-- Begin GIVEN ENTRIES --

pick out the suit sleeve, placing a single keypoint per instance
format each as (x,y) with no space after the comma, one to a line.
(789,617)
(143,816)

-- End GIVEN ENTRIES --
-- Begin GIVEN ENTRIES --

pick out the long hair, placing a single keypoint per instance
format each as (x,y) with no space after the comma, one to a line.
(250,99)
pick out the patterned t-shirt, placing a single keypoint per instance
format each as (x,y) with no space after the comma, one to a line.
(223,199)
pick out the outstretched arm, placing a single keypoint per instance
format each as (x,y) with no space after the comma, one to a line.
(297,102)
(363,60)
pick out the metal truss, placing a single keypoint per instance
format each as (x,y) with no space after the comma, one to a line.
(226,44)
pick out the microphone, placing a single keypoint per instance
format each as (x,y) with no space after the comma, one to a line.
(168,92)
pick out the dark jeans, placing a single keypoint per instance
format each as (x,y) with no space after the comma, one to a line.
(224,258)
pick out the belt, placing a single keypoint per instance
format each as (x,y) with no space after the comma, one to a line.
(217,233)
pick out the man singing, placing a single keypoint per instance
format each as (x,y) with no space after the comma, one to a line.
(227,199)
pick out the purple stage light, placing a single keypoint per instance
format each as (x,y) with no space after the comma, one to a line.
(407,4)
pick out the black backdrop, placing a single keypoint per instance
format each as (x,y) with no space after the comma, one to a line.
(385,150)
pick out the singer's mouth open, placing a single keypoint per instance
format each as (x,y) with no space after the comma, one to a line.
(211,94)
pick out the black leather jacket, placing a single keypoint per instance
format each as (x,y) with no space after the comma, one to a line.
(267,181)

-- End GIVEN ENTRIES --

List each line of the listing above that contains the word "black", copying every such line in full.

pick out the black backdrop, placing a single keypoint per instance
pick out the black leather jacket, placing a single keypoint per instance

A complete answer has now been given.